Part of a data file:

——

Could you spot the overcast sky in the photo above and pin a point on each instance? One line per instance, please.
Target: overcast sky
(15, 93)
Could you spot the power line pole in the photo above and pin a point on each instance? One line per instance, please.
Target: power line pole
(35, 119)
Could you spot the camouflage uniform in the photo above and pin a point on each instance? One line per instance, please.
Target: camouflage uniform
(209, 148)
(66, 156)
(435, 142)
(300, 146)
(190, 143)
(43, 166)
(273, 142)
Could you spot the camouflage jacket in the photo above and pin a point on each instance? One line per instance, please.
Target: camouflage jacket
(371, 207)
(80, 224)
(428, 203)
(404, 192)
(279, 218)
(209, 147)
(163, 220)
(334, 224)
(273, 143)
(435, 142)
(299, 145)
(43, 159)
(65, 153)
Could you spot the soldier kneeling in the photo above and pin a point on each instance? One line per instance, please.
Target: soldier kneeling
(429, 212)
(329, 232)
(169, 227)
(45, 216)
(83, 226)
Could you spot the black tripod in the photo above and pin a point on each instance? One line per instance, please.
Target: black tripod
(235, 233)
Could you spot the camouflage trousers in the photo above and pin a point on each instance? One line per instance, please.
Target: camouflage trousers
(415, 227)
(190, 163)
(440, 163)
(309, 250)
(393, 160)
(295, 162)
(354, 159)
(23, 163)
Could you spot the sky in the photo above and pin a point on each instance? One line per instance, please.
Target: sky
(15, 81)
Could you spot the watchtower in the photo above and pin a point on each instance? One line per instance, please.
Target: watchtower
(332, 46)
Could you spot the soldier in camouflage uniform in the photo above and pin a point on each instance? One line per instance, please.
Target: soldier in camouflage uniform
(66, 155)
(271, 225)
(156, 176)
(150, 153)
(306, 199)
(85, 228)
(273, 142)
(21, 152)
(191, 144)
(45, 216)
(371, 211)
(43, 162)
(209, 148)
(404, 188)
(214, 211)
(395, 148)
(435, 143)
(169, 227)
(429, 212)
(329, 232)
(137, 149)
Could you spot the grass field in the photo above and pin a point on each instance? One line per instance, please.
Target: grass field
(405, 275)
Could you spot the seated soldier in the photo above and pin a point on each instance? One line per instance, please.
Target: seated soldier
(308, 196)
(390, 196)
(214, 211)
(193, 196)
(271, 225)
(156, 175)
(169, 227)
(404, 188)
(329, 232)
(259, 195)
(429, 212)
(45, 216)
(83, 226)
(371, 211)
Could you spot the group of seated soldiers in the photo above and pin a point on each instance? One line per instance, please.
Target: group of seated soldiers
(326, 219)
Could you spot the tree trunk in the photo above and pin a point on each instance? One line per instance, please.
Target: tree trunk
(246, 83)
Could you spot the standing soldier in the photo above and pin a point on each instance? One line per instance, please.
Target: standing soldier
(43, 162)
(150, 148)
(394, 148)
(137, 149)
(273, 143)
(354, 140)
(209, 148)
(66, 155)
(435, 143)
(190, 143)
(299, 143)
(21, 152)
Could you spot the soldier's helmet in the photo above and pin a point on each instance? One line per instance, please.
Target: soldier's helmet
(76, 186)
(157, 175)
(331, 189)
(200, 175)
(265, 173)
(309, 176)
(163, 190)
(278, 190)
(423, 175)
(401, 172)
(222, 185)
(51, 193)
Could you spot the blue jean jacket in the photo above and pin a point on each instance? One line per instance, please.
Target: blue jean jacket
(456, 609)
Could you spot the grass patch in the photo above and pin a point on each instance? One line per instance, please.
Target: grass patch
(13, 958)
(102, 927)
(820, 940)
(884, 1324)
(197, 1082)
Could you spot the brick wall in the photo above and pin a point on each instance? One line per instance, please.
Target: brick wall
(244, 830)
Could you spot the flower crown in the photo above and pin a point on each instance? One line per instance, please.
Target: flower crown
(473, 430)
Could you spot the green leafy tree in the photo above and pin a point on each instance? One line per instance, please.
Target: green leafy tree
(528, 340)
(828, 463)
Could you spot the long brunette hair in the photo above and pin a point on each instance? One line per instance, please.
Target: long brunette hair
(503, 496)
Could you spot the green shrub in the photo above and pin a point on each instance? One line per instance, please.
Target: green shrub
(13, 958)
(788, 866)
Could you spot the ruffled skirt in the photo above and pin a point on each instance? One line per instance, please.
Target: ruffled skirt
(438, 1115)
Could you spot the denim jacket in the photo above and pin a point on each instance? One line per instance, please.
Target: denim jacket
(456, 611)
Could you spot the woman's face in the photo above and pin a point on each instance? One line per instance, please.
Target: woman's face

——

■ What is asked:
Rewrite the listing above, swapping each "pin a point" for "place a marker" and leaving everything else unchanged.

■ Response:
Could you spot the overcast sky in the photo above and place a marker on each instance? One line per instance, please.
Target: overcast sky
(15, 93)
Could you spot the power line pole in the photo above and place a marker on each instance? One line per instance, please.
Target: power line pole
(35, 119)
Could you spot the camouflage uniform in the photo above and place a marker on each instance? One line per instance, please.
Target: camouflage uniform
(209, 148)
(66, 156)
(435, 142)
(300, 146)
(190, 143)
(43, 166)
(273, 142)
Could you spot the camouflage jacket in the photo above and place a marker on each instance? One line per instance, please.
Target: camouflage jacket
(371, 207)
(80, 224)
(428, 203)
(404, 192)
(279, 218)
(209, 147)
(163, 220)
(334, 224)
(273, 143)
(435, 142)
(299, 145)
(43, 159)
(65, 153)
Could you spot the soldier kneeling in the photo above and place a marker on each instance? One line per instance, please.
Target: soldier kneeling
(429, 212)
(329, 232)
(169, 227)
(45, 216)
(83, 226)
Could you spot the black tripod in the photo above and place a marker on each instance? One line per instance, please.
Target: black tripod
(235, 233)
Could you spot the camouflage trousers in the photo above and place a marker on each instance? One line per instance, please.
Target: camouflage trousers
(415, 227)
(190, 163)
(440, 163)
(309, 250)
(393, 160)
(295, 162)
(354, 159)
(23, 163)
Could you spot the sky in the photo above and place a marker on each instance? One line per instance, please.
Target: sky
(15, 81)
Could you spot the watchtower in the photo above and place a marker on each instance? One line per instance, please.
Target: watchtower
(332, 46)
Could you spot the soldier in camouflage uniform in the photo above and place a marker on each instance? One line per instance, please.
Target: soldier in camouflage uniform
(66, 155)
(271, 225)
(156, 176)
(150, 153)
(306, 199)
(85, 228)
(273, 142)
(21, 152)
(191, 144)
(45, 216)
(371, 211)
(43, 162)
(209, 148)
(404, 188)
(214, 211)
(395, 148)
(435, 143)
(169, 227)
(429, 212)
(329, 232)
(137, 149)
Could you spot the grass field in the photo above and place a marker on each instance? One line per instance, please.
Target: grass field
(405, 275)
Could you spot the seated soldier in the photo above and place a marker on each instance? One line per instance, please.
Target: seated soldier
(308, 196)
(390, 196)
(214, 211)
(193, 196)
(271, 225)
(156, 175)
(169, 227)
(404, 188)
(329, 232)
(259, 195)
(429, 212)
(45, 216)
(83, 226)
(371, 211)
Could you spot the group of seated soldiers in the photo above and place a marker on each instance? One line per instance, please.
Target: group of seated soldiers
(326, 219)
Could you spot the tree trunk in the photo above and place a marker on each instance? One line per instance, please.
Target: tree trunk
(246, 83)
Could you spot the standing soldier in the photo above and place a marker on each instance? One line per instance, please.
Target: standing soldier
(43, 162)
(150, 148)
(394, 148)
(137, 149)
(273, 143)
(354, 140)
(209, 148)
(66, 155)
(435, 143)
(190, 143)
(299, 143)
(21, 152)
Could you spot the soldier's helmet in the photo above and place a marker on each instance? One line per instance, please.
Target: soldier's helmet
(76, 186)
(157, 175)
(331, 189)
(200, 175)
(265, 173)
(309, 176)
(163, 190)
(278, 190)
(423, 175)
(401, 172)
(222, 185)
(51, 193)
Could you spot the blue jean jacket in the photo above and place a marker on each instance? One line per instance, please.
Target: blue jean jacket
(456, 609)
Could you spot the grass patch in the photo above and place a marker on each instance? One line per instance, please.
Target: grass patch
(13, 958)
(102, 927)
(820, 940)
(884, 1324)
(197, 1082)
Could you spot the brick wall in the photo above and place a marker on each instance? One line per instance, please.
Target: brick wall
(244, 830)
Could you spot the flower crown in the photo above and place a marker on each instance? One line per instance, please.
Target: flower crown
(473, 430)
Could you spot the green leafy tree in the photo above and place a marker on each instance? One line per instance, please.
Target: green leafy tree
(528, 340)
(828, 463)
Could you spot the long brunette hair in the photo above and place a marker on each instance? One line per instance, please.
Target: long brunette hair
(503, 496)
Could you spot the green shrub in the photo above and place a marker on each instance? One line per instance, please.
Target: green shrub
(13, 958)
(788, 866)
Could you spot the ruffled skirt in the photo above and place a marker on each instance? One line per instance, please.
Target: ruffled skirt
(438, 1115)
Could you spot the denim jacket in the photo above and place a marker on each instance? One line per instance, please.
Target: denim jacket
(456, 611)
Could you spot the woman's face in the photo above and place a marker on each instance? One line per instance, please.
Target: woman's face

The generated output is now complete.